Will Smith’s slap overshadowed his Oscars moment of glory - 5 things to remember when considering violence

Will Smith’s Oscar moment will always be overshadowed by the moment just before it; his live performance of violence in front of millions, writes Amana Walker

So, Will Smith finally wins an Oscar after giving the performance of his life, and yet, his big moment is overshadowed by one of his worst performances.

Of course, it’s all a matter of opinion, isn’t it? I know that.

A man sees his wife very publicly insulted by another man in what was meant to be a joke, but when he sees the impact it has on her, he decides to act.

The Academy Awards (Oscars to you and me) is infamous for many unintended shock moments over the years and there’s been no shortage of comedians boldly having a laugh at the expense of others. This time it was American comedian Chris Rock.

But on this occasion the joke, directed at Jada Pinkett Smith (and wife of Will) about her shaved head hit hard - she suffers from alopecia (hair loss).

Seeing the reaction on her face, Will decides to walk up to Chris and physically whack him across the face in front of millions.

There will be many people out there now applauding Will for taking a stand and defending his wife at such a public event, and there will be many others who believe that this is surely not the behaviour we want to see from anyone in 2022, especially a professional Oscar-winning actor.

When faced with pivotal moments in life, we all have a choice - Will’s was to react the way he did. You might have done the same, but there are other options if you don’t want to resort to violence on the spot.

Here are a few things to consider:

Violence doesn’t solve anything

US actor Will Smith (R) approaches US actor Chris Rock onstage during the 94th Oscars at the Dolby Theatre in Hollywood, California on March 27, 2022. (Photo by Robyn Beck / AFP)

It might feel good to let rip and hit someone, especially if your reasons for doing it are strong.

One of the downsides though is that you become part of the problem, your actions are no better than those of your attacker, in fact you could have more to lose.

→ Given records:
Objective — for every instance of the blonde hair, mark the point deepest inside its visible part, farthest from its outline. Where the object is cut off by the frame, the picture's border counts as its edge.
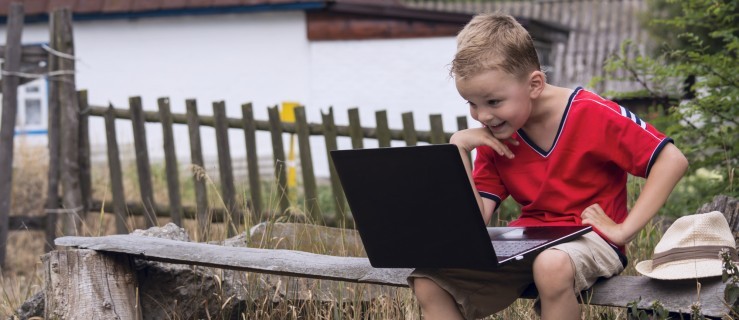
(494, 41)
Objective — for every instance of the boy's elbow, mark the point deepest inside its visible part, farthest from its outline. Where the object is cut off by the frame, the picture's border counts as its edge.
(677, 160)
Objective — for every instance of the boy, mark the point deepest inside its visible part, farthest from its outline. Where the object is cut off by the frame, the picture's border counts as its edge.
(562, 154)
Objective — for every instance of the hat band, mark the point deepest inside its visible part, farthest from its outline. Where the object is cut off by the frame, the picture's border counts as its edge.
(688, 253)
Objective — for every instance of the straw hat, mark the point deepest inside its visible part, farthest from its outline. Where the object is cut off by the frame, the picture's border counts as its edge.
(690, 248)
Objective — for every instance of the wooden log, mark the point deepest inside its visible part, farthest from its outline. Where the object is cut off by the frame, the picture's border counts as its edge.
(437, 129)
(310, 186)
(84, 284)
(54, 141)
(355, 129)
(279, 262)
(170, 160)
(329, 129)
(116, 174)
(676, 296)
(409, 129)
(84, 152)
(252, 162)
(383, 129)
(11, 64)
(225, 168)
(143, 165)
(70, 170)
(278, 152)
(198, 167)
(136, 209)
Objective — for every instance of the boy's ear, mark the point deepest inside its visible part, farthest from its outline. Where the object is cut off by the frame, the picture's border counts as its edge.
(537, 81)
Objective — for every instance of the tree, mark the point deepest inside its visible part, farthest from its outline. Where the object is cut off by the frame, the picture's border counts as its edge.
(695, 63)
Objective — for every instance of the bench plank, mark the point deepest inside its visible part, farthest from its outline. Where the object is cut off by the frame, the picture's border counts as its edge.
(675, 296)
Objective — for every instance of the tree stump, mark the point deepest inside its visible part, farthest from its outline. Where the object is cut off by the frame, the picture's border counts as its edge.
(83, 284)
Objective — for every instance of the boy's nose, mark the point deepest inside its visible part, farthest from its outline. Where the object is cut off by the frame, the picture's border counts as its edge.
(485, 117)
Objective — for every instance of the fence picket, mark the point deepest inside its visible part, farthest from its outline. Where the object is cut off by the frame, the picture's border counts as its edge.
(437, 129)
(278, 152)
(225, 167)
(329, 132)
(306, 163)
(84, 151)
(250, 137)
(142, 161)
(198, 169)
(116, 174)
(355, 129)
(409, 129)
(170, 162)
(383, 129)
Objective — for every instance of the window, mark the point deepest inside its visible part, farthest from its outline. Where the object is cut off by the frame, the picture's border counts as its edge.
(33, 112)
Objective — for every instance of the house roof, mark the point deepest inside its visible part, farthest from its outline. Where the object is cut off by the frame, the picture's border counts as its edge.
(598, 27)
(327, 19)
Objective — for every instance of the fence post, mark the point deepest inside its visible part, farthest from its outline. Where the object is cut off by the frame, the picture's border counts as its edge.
(252, 161)
(142, 161)
(306, 164)
(116, 173)
(225, 168)
(437, 129)
(355, 129)
(278, 150)
(84, 152)
(409, 129)
(329, 133)
(70, 171)
(196, 156)
(54, 141)
(383, 129)
(7, 127)
(170, 159)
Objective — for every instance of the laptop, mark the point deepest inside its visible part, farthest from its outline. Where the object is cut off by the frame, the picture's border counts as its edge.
(414, 207)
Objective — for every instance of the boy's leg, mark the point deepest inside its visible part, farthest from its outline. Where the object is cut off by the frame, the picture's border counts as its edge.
(554, 276)
(436, 303)
(576, 265)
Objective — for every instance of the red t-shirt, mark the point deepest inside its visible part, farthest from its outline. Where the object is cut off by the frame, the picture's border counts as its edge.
(597, 144)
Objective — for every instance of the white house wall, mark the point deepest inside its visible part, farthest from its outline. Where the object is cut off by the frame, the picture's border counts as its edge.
(263, 58)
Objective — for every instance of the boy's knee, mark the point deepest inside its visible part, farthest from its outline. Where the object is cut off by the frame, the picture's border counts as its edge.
(553, 271)
(426, 290)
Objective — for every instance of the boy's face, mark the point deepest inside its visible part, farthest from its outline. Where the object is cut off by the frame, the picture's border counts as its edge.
(499, 100)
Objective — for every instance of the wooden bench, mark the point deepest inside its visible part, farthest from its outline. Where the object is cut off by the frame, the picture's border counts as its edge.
(106, 292)
(95, 277)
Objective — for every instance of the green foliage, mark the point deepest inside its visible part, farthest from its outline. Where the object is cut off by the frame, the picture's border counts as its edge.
(730, 276)
(657, 311)
(704, 121)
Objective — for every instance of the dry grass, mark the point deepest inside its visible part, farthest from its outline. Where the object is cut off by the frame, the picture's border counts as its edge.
(21, 277)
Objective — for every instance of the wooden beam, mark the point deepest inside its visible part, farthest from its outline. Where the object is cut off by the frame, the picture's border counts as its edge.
(9, 110)
(676, 296)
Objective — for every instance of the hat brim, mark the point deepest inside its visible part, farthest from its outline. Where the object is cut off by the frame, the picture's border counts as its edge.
(684, 269)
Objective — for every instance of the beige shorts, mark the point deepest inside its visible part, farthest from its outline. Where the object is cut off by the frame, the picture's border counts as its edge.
(482, 293)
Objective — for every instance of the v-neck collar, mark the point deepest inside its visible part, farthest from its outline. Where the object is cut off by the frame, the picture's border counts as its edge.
(533, 145)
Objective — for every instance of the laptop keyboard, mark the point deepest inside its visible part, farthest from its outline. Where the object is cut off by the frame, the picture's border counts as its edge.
(510, 248)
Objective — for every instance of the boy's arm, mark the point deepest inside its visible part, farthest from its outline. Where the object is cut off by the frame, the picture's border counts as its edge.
(667, 170)
(466, 141)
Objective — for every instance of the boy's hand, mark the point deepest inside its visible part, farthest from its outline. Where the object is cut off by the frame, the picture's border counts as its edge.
(470, 139)
(596, 217)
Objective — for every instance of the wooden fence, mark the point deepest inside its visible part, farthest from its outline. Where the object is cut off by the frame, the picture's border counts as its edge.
(232, 213)
(69, 150)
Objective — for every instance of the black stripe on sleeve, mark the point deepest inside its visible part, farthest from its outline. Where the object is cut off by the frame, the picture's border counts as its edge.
(656, 152)
(491, 197)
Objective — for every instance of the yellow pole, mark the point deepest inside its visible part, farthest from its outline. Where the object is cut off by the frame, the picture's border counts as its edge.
(287, 114)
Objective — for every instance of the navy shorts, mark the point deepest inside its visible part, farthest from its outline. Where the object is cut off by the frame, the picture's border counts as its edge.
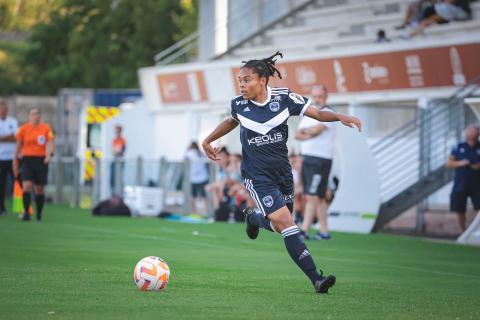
(271, 190)
(458, 201)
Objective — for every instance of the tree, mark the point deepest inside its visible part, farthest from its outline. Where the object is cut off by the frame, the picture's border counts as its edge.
(100, 43)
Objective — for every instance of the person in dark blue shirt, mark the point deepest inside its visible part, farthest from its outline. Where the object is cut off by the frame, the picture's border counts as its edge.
(262, 113)
(465, 159)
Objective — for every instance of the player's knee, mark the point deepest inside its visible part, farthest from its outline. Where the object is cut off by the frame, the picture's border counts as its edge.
(281, 221)
(290, 206)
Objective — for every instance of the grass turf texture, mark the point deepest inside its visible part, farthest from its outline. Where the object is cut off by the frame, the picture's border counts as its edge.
(81, 267)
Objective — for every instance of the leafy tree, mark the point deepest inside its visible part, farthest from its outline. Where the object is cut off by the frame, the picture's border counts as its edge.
(101, 43)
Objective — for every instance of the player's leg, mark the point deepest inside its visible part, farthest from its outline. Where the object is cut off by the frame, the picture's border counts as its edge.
(39, 187)
(27, 188)
(5, 168)
(322, 216)
(282, 220)
(39, 199)
(458, 204)
(256, 219)
(27, 175)
(311, 179)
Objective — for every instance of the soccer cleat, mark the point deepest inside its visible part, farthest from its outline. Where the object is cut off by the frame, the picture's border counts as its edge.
(324, 283)
(252, 231)
(322, 236)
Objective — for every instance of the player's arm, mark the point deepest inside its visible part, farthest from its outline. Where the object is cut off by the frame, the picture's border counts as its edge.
(311, 132)
(328, 116)
(453, 163)
(222, 129)
(8, 138)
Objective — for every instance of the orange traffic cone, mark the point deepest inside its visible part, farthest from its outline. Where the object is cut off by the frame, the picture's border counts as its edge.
(18, 199)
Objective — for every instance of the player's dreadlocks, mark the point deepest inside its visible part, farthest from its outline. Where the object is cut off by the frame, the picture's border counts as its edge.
(264, 67)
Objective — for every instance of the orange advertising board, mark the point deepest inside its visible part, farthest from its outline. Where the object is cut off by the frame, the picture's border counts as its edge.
(182, 87)
(408, 69)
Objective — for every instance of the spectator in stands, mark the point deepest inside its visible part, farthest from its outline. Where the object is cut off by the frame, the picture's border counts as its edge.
(414, 13)
(465, 159)
(444, 12)
(382, 36)
(316, 147)
(119, 146)
(8, 128)
(198, 174)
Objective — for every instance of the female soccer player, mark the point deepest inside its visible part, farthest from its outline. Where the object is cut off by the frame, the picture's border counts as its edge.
(35, 145)
(262, 113)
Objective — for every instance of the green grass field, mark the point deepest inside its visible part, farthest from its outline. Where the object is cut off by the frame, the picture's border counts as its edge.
(74, 266)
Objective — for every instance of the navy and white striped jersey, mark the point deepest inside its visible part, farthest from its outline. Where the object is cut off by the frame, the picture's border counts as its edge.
(264, 129)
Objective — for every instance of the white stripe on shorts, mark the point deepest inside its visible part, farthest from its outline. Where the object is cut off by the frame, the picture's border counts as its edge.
(253, 194)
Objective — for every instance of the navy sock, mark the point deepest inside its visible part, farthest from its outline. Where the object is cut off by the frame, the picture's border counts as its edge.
(299, 253)
(259, 220)
(39, 201)
(27, 197)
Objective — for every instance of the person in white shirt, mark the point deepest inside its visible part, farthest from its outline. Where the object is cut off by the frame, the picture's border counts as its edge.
(316, 147)
(8, 128)
(198, 175)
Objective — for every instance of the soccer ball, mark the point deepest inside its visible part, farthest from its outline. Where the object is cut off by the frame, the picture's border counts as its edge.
(151, 274)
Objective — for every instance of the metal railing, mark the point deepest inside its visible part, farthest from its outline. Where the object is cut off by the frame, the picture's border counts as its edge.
(423, 144)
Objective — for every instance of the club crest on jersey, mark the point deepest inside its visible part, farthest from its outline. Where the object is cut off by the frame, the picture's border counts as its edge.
(296, 98)
(41, 140)
(277, 98)
(274, 106)
(268, 201)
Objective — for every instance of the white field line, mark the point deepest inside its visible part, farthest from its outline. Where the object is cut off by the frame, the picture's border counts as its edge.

→ Written problem A: From the article on the Oscars slap, reproduce the passage verbatim, starting at "Will Smith’s slap" and stopping after "his worst performances.".
→ Written problem B: Put this sentence from the article on the Oscars slap into Spanish: "It might feel good to let rip and hit someone, especially if your reasons for doing it are strong."

→ Final result A:
Will Smith’s slap overshadowed his Oscars moment of glory - 5 things to remember when considering violence

Will Smith’s Oscar moment will always be overshadowed by the moment just before it; his live performance of violence in front of millions, writes Amana Walker

So, Will Smith finally wins an Oscar after giving the performance of his life, and yet, his big moment is overshadowed by one of his worst performances.

→ Final result B: Puede que se sienta bien desahogarse y golpear a alguien, sobre todo si tus razones para hacerlo son fuertes.